> [What to produce]: Swap "car wheel" for "car tire" in the part that opens with the line containing "the car wheel" and closes with the line containing "Query: car wheel". Return only that part, with everything else left unchanged.

> [Available records]:
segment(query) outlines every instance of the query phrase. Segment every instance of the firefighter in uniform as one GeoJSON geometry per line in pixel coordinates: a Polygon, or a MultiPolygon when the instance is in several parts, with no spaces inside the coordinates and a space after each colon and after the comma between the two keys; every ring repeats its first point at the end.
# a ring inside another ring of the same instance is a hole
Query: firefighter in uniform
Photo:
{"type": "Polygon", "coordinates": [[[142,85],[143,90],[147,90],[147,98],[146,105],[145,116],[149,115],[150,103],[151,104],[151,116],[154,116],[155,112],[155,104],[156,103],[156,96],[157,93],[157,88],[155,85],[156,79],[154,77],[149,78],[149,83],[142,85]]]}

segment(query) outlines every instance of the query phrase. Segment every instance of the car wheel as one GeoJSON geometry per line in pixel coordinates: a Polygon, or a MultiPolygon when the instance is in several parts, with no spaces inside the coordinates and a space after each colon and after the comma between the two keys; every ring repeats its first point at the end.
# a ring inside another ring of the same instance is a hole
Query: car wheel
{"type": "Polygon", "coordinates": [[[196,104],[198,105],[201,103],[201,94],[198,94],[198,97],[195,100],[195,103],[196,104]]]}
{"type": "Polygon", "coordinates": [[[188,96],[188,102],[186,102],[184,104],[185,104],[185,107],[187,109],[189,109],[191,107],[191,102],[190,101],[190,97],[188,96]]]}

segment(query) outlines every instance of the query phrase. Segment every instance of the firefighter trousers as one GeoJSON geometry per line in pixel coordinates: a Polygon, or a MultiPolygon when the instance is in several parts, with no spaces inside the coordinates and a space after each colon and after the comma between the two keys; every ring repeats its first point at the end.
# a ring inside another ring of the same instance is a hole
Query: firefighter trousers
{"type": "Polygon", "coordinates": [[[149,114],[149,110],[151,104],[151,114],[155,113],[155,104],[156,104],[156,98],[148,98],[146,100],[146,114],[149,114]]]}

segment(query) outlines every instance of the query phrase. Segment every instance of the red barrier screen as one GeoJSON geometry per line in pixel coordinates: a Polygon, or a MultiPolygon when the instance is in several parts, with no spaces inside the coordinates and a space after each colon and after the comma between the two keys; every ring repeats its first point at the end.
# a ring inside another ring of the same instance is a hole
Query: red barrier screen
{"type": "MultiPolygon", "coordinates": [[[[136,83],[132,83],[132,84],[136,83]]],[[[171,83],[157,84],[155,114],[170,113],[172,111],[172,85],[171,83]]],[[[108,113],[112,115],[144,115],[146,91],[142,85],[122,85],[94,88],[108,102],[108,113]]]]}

---

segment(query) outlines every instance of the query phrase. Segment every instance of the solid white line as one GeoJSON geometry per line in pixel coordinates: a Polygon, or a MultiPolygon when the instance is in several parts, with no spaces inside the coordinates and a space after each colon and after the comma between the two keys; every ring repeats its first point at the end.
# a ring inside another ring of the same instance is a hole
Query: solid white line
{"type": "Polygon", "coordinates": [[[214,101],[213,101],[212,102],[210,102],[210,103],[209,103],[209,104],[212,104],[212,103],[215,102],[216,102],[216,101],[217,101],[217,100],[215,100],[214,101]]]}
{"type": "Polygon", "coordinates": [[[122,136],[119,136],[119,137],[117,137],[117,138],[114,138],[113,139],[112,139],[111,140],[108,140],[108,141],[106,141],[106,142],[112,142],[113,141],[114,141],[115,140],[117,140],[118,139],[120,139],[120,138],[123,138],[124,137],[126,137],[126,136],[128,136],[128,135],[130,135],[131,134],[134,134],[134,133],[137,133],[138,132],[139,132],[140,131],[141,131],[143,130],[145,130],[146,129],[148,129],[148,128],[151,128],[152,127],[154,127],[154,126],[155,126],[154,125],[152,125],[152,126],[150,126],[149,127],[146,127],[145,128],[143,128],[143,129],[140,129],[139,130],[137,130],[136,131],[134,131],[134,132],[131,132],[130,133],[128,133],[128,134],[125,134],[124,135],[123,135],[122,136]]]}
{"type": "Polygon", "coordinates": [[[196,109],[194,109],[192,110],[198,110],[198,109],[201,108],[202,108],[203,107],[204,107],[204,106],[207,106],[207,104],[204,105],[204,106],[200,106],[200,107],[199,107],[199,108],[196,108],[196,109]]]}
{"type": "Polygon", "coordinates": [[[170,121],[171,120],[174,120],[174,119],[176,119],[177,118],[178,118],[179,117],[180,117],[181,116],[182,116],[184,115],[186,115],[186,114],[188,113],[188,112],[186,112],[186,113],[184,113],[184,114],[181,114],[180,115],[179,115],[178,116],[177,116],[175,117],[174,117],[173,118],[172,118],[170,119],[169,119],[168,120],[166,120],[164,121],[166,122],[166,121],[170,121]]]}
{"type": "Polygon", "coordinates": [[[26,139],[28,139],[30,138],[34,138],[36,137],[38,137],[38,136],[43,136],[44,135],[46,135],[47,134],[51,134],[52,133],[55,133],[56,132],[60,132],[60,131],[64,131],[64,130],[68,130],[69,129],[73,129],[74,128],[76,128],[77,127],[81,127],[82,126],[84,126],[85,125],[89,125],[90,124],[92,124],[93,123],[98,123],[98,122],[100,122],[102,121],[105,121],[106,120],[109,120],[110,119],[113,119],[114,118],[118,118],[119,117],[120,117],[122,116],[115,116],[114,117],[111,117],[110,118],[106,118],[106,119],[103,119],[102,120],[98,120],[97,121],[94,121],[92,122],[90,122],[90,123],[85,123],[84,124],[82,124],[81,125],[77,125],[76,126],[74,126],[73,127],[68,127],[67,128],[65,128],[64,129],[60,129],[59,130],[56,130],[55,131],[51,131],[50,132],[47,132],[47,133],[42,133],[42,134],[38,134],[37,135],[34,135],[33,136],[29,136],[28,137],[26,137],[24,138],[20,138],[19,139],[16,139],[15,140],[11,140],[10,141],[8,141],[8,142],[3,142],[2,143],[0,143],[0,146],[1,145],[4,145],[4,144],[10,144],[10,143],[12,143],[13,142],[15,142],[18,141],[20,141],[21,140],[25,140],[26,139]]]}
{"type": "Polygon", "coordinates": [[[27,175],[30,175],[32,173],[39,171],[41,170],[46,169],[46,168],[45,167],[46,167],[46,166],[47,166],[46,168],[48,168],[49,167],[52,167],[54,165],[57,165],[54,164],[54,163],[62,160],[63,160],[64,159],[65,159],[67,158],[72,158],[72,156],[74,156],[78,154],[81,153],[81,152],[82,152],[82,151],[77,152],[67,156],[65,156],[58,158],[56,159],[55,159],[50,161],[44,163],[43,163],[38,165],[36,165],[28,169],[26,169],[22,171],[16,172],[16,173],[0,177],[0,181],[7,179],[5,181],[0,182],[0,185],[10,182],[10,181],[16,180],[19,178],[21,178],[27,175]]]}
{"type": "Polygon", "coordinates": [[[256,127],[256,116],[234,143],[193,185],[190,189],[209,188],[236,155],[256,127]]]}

==

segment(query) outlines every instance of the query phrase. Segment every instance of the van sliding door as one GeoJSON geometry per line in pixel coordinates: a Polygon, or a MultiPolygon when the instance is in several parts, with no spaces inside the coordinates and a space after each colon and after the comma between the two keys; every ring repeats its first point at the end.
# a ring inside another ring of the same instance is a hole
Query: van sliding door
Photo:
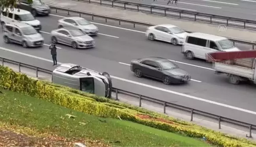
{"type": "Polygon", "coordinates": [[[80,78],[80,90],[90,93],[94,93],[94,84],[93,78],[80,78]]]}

> [Result of this task]:
segment(query) outlines every instance of the query phrase. Segment every instance of the car tire as one GeoJSON geometry per line in pixel coordinates: a Polygon, or a MultiPolygon when the instance is in several parts, with no spaces inside the coordinates and a space after each colon and after the comma between the two keys; every ring repeats its first point at the end.
# a ring inside another ring of the same instance is a hole
Query: car tire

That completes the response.